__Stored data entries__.
===

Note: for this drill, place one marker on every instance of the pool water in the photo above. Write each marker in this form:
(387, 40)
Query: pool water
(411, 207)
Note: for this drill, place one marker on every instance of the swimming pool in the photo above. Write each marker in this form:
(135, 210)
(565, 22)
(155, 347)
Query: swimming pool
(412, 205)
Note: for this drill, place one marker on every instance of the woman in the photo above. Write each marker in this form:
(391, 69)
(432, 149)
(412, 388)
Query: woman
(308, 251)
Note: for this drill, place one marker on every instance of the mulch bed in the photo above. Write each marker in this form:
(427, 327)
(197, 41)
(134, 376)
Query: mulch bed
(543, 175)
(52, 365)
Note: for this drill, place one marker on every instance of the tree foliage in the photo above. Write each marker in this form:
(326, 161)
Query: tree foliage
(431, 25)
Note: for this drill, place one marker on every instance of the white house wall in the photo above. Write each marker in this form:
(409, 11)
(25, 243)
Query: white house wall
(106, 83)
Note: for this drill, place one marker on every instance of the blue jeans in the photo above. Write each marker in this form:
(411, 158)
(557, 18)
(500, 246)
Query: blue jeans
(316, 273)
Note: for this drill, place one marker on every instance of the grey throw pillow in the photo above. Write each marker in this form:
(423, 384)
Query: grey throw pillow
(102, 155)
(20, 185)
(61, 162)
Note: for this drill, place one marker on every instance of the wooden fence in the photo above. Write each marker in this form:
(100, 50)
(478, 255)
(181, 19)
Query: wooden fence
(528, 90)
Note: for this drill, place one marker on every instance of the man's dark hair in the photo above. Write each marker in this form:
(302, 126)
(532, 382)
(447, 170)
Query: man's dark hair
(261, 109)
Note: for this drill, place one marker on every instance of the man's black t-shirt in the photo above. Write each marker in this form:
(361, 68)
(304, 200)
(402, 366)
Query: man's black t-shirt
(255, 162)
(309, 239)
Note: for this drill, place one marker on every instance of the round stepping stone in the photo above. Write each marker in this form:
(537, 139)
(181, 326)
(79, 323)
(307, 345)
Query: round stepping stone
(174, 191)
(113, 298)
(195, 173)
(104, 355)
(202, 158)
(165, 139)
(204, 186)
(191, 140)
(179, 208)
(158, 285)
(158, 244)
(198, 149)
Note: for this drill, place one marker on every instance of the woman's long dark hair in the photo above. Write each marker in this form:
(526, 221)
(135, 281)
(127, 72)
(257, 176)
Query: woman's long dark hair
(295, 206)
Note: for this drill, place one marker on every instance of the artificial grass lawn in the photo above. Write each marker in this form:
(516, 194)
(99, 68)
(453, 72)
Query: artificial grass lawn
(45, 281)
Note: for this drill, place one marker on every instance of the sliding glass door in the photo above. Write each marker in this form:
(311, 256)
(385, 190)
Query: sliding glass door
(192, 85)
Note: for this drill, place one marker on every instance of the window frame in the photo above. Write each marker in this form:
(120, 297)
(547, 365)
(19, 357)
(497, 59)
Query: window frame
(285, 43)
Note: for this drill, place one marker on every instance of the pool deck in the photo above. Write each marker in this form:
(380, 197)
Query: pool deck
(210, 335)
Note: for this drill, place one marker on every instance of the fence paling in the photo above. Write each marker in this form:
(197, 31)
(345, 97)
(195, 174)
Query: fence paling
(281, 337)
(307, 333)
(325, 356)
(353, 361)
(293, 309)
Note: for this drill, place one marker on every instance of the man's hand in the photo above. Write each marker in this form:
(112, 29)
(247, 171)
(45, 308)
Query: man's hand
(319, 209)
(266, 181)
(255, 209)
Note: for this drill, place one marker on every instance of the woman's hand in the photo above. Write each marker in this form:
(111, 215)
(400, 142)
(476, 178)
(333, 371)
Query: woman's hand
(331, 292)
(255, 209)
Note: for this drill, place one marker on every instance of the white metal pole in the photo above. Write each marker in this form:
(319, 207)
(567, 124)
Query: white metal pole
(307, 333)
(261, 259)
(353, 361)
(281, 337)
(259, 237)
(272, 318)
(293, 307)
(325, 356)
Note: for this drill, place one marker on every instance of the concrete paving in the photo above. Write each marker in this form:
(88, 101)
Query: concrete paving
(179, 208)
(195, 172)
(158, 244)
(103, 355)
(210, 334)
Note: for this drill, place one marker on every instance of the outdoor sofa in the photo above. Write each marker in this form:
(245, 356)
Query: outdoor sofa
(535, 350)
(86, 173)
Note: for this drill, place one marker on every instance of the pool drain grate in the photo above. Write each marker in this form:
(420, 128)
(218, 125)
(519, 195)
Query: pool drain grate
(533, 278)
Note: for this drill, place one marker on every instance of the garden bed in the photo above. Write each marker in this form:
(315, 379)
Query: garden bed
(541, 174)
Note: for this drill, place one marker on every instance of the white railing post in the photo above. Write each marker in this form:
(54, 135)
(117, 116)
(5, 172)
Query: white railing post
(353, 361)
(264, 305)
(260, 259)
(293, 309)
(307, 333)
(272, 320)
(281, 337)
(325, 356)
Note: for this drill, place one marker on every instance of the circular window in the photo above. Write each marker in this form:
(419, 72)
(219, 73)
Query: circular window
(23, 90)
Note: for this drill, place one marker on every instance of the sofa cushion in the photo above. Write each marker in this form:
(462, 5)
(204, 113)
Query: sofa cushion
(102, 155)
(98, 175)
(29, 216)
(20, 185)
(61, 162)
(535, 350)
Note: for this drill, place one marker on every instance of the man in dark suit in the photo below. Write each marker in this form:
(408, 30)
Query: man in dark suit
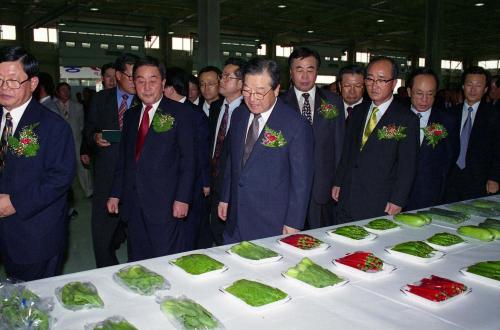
(37, 166)
(267, 181)
(438, 141)
(106, 113)
(324, 112)
(379, 158)
(176, 89)
(230, 84)
(352, 88)
(155, 172)
(476, 172)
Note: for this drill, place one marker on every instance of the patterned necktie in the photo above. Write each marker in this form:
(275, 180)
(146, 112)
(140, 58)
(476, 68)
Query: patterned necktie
(306, 108)
(464, 139)
(221, 135)
(6, 133)
(121, 109)
(372, 122)
(252, 135)
(143, 131)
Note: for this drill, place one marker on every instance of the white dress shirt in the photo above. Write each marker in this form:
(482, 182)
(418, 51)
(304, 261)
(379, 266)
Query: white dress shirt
(16, 114)
(424, 120)
(300, 99)
(465, 111)
(381, 110)
(233, 105)
(151, 112)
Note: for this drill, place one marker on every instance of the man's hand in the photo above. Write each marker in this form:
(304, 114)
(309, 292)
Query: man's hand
(180, 209)
(100, 141)
(336, 193)
(112, 205)
(222, 210)
(491, 187)
(289, 230)
(392, 209)
(85, 159)
(6, 207)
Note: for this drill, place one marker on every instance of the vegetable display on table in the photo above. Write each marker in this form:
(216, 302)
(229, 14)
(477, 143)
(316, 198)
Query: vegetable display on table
(197, 264)
(302, 241)
(187, 314)
(140, 280)
(437, 288)
(415, 248)
(254, 293)
(445, 239)
(413, 219)
(249, 250)
(79, 295)
(309, 272)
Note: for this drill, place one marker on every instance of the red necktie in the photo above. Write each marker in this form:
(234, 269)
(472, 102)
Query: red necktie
(143, 131)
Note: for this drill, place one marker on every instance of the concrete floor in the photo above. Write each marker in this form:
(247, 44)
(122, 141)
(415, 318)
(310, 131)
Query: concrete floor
(80, 254)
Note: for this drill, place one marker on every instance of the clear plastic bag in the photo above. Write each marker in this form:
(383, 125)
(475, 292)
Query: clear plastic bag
(111, 323)
(79, 295)
(185, 313)
(141, 280)
(21, 309)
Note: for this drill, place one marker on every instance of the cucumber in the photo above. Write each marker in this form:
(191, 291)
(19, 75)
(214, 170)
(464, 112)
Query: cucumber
(482, 234)
(410, 219)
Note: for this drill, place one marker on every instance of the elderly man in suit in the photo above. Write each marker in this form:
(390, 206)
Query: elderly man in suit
(324, 112)
(379, 158)
(37, 166)
(106, 114)
(476, 172)
(438, 141)
(155, 173)
(268, 177)
(73, 113)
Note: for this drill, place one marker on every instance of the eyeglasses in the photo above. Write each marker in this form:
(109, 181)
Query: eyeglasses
(129, 76)
(257, 95)
(226, 76)
(209, 85)
(378, 82)
(13, 84)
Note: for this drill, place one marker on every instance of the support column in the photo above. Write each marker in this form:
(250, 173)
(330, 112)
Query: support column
(433, 16)
(209, 33)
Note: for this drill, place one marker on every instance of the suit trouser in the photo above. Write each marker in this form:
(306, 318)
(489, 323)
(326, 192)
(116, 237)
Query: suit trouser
(35, 271)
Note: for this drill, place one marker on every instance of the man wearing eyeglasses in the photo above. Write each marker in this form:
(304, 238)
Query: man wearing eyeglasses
(106, 114)
(230, 84)
(310, 101)
(352, 87)
(37, 166)
(438, 141)
(269, 170)
(380, 151)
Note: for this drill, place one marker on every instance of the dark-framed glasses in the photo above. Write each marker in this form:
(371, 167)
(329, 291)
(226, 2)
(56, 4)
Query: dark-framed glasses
(12, 84)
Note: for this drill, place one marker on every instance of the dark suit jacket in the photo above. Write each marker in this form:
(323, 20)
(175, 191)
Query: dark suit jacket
(328, 141)
(38, 188)
(383, 171)
(482, 161)
(165, 170)
(273, 187)
(434, 164)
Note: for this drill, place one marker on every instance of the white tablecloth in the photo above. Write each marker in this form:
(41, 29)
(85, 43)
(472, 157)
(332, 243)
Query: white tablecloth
(361, 304)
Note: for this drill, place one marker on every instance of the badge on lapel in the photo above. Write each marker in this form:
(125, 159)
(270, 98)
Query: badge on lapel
(162, 122)
(27, 144)
(391, 132)
(328, 110)
(272, 138)
(434, 133)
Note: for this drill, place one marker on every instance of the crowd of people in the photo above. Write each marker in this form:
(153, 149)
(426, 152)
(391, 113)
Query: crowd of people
(180, 162)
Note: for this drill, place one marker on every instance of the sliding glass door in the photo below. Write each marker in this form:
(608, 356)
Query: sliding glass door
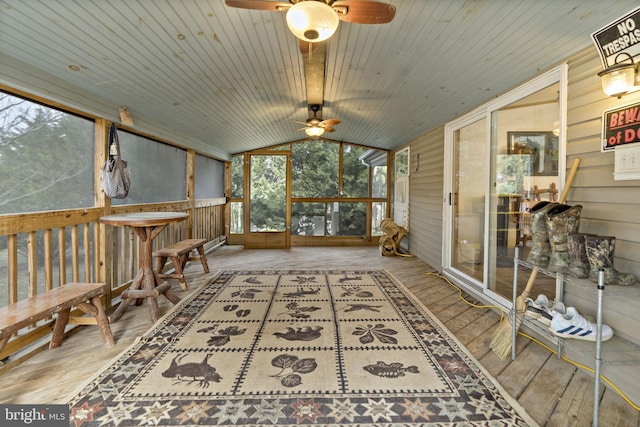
(501, 160)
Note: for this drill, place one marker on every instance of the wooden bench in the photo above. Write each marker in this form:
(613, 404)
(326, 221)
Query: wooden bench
(85, 296)
(180, 255)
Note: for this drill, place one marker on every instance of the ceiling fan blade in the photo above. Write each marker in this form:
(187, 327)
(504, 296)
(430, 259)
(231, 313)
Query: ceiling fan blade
(331, 122)
(272, 6)
(365, 11)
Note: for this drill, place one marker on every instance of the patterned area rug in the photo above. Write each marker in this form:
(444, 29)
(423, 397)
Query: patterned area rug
(296, 348)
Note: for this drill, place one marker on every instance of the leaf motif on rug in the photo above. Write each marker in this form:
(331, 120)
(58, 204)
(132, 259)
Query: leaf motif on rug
(282, 348)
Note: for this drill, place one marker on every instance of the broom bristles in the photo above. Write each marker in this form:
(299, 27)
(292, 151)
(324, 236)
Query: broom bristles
(501, 340)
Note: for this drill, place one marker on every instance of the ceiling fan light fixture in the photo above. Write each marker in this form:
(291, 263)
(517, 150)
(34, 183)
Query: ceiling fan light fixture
(314, 131)
(312, 21)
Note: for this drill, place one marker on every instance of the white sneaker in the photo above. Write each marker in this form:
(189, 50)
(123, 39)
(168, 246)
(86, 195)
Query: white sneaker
(573, 325)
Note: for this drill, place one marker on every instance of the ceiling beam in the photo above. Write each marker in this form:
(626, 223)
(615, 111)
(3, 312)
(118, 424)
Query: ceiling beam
(314, 55)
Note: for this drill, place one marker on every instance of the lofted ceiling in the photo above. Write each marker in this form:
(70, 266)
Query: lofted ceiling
(223, 80)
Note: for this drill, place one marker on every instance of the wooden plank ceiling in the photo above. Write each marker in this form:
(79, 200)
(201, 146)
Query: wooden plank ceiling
(222, 80)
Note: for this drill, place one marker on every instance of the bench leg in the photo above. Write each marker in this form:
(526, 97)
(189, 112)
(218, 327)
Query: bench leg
(178, 264)
(203, 259)
(4, 342)
(103, 322)
(58, 327)
(160, 261)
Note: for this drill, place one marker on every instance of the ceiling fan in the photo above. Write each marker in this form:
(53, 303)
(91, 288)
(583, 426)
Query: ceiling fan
(317, 20)
(315, 126)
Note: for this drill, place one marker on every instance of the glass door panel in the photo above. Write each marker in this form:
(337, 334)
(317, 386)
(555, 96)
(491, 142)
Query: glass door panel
(524, 171)
(468, 199)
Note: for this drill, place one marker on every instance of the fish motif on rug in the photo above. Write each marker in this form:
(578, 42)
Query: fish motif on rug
(300, 347)
(391, 370)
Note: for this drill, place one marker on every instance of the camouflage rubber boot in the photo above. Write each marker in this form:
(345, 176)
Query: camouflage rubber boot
(578, 262)
(600, 252)
(540, 251)
(561, 221)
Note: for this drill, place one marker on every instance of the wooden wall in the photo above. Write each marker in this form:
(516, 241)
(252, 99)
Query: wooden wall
(610, 208)
(426, 181)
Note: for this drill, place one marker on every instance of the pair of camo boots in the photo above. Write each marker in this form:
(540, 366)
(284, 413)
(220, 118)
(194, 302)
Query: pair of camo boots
(559, 247)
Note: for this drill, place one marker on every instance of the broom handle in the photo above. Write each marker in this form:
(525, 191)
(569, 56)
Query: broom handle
(563, 198)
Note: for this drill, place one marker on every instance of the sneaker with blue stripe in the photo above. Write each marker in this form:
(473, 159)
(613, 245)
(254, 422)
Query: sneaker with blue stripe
(572, 325)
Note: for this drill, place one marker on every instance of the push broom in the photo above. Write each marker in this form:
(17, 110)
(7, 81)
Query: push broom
(501, 340)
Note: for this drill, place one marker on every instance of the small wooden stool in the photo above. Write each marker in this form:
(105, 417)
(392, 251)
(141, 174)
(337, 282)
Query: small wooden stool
(180, 255)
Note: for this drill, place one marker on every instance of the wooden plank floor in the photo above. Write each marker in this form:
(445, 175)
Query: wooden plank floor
(554, 392)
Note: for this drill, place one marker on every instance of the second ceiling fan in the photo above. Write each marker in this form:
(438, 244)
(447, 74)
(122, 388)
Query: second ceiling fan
(315, 126)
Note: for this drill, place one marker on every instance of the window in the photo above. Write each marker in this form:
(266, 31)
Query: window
(158, 171)
(209, 178)
(46, 157)
(314, 169)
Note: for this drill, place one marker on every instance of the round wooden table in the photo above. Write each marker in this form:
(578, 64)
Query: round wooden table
(147, 284)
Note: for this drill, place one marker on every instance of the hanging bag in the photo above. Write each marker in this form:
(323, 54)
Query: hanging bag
(116, 176)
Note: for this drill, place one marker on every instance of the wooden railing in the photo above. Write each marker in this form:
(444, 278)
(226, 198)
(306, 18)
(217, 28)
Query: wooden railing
(43, 250)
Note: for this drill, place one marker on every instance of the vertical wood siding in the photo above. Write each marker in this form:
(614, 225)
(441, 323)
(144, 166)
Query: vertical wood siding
(426, 181)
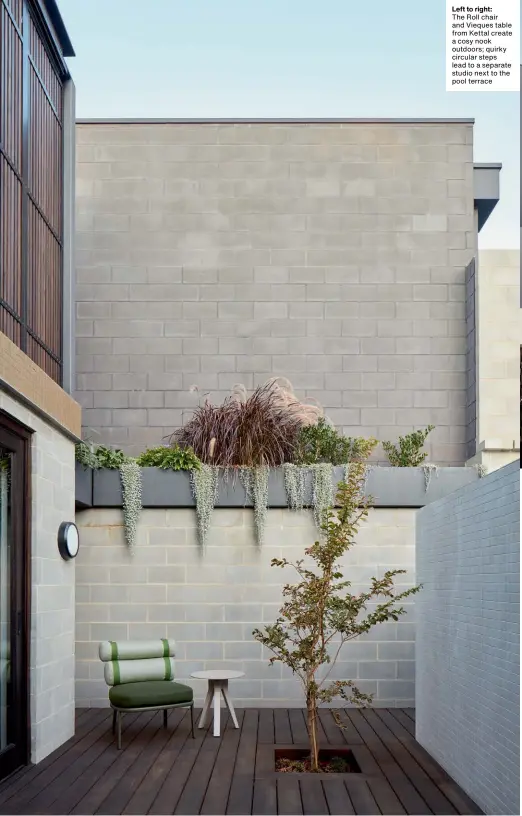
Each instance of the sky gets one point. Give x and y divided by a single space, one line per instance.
287 58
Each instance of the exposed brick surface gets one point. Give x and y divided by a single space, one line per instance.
209 602
467 652
335 247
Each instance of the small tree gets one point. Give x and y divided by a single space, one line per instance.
408 453
320 607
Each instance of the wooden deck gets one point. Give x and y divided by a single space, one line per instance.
165 771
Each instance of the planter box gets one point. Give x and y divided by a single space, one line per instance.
83 487
390 487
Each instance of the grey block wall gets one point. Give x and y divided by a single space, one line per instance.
468 647
332 254
210 601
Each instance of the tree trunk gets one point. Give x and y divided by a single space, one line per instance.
312 732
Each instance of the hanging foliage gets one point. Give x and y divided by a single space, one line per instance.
255 482
428 471
205 489
130 475
322 491
295 485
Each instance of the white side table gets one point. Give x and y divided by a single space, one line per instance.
217 686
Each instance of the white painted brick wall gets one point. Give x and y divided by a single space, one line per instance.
467 654
210 602
52 590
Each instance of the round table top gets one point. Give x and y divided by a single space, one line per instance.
218 674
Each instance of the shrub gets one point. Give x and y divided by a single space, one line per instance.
319 614
169 458
98 456
321 443
255 431
407 453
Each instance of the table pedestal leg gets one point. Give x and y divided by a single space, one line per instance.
217 707
206 705
230 707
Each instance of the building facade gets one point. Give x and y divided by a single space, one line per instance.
39 419
333 253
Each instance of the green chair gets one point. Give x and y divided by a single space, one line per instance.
140 674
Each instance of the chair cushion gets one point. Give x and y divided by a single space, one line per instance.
150 693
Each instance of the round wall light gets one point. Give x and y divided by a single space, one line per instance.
68 540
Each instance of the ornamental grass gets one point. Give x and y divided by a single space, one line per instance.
245 431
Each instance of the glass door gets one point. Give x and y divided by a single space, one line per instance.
14 599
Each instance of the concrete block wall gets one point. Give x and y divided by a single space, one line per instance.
333 254
467 650
52 589
210 601
499 337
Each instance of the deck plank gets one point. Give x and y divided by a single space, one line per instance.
312 797
461 802
218 790
73 747
147 790
165 771
65 792
242 787
297 717
362 798
289 796
392 791
174 782
283 732
429 792
339 802
134 738
191 799
124 790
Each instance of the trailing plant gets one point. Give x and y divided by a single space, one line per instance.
111 458
320 608
130 475
255 482
257 431
323 443
85 454
322 491
169 458
204 482
98 456
429 470
295 485
407 452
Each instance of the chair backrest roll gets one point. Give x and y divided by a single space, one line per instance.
136 660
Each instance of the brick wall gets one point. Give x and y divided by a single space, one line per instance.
467 653
499 324
331 254
210 602
52 591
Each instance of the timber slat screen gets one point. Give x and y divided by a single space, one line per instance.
31 188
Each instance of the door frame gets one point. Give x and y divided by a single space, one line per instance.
21 577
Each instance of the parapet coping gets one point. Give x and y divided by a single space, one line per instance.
275 121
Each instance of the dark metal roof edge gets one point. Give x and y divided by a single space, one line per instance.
53 12
484 207
269 120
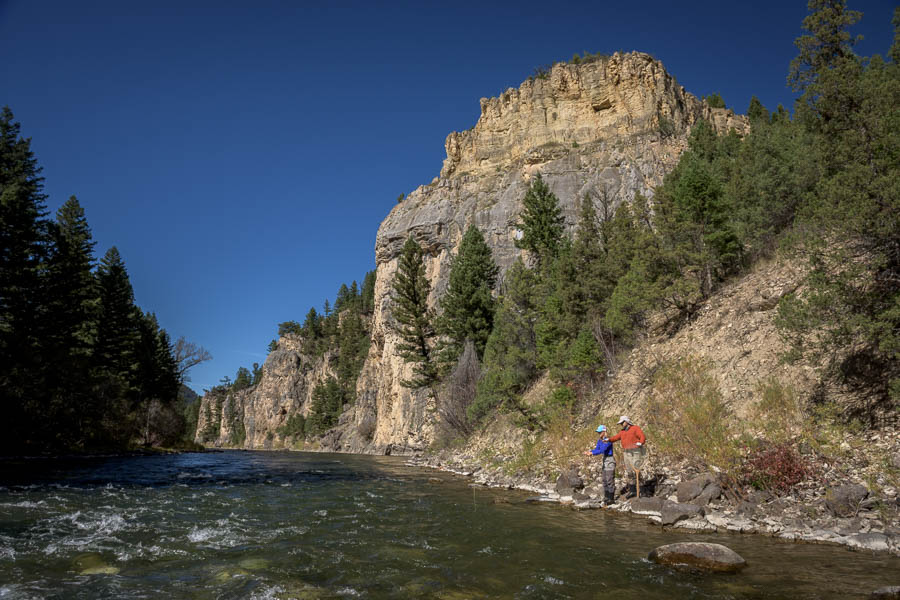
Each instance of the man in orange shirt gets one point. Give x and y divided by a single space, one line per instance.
633 440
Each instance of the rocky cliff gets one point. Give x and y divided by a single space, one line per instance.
609 128
256 417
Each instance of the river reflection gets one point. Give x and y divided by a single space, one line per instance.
299 525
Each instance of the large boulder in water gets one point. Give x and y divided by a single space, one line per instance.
699 555
690 489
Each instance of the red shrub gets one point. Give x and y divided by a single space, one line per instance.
776 468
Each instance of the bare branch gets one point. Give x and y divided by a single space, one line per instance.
187 355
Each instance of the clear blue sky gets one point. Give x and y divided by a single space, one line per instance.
242 154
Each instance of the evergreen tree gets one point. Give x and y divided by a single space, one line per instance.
327 404
367 294
242 379
510 355
851 224
117 339
468 306
353 344
23 250
414 320
72 311
542 221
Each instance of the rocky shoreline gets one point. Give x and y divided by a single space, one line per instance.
847 515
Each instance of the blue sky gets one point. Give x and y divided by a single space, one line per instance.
242 154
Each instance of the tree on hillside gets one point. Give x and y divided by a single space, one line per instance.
510 355
851 224
468 304
23 248
72 301
242 379
414 319
117 333
188 355
542 221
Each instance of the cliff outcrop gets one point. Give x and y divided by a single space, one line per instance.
609 128
256 417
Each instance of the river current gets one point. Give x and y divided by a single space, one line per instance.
298 525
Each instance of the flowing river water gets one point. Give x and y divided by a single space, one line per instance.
298 525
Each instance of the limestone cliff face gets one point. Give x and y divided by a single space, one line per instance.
251 418
609 128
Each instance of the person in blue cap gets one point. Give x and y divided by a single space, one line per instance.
604 448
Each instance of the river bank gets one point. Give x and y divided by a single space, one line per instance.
849 514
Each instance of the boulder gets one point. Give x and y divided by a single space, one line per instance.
877 542
672 512
699 555
690 489
647 506
844 501
567 482
709 493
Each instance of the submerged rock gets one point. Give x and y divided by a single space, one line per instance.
672 512
93 564
688 490
699 555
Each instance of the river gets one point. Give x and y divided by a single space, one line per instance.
299 525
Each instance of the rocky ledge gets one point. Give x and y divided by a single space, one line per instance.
847 514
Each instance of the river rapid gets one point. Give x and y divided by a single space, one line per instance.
298 525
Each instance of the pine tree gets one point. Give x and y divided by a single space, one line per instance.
367 294
242 379
510 355
414 319
468 306
72 311
117 335
851 224
326 406
23 250
542 222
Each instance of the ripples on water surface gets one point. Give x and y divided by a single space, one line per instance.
297 525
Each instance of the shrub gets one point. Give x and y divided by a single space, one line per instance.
294 427
289 327
776 468
666 127
688 419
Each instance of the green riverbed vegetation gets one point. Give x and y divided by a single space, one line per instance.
84 368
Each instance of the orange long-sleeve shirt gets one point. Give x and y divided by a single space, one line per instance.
630 437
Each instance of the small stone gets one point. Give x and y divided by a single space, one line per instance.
877 542
672 512
886 593
688 490
700 555
844 501
647 506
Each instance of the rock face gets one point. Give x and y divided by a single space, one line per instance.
256 417
699 555
610 129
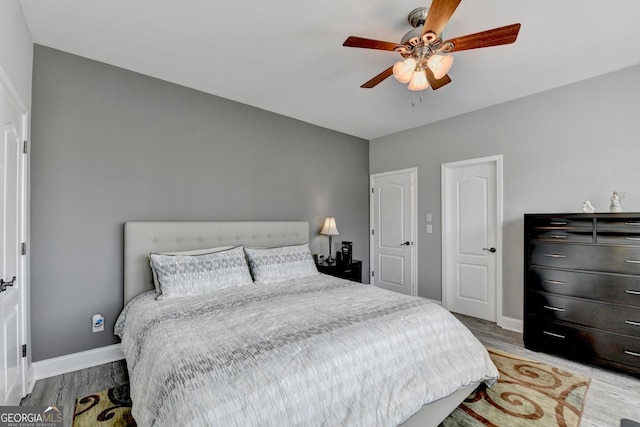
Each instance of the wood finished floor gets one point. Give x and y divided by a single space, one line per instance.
611 397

===

Wherever the string "below" appears in a line of the records above, copy that line.

__Output__.
Note: for this drill, place one marker on every instance of the man in dark suit in the photo below. Write each marker in this form:
Note: for this drill, place one marker on every instance of the sliding glass door in the photo below. Write each marker in this form:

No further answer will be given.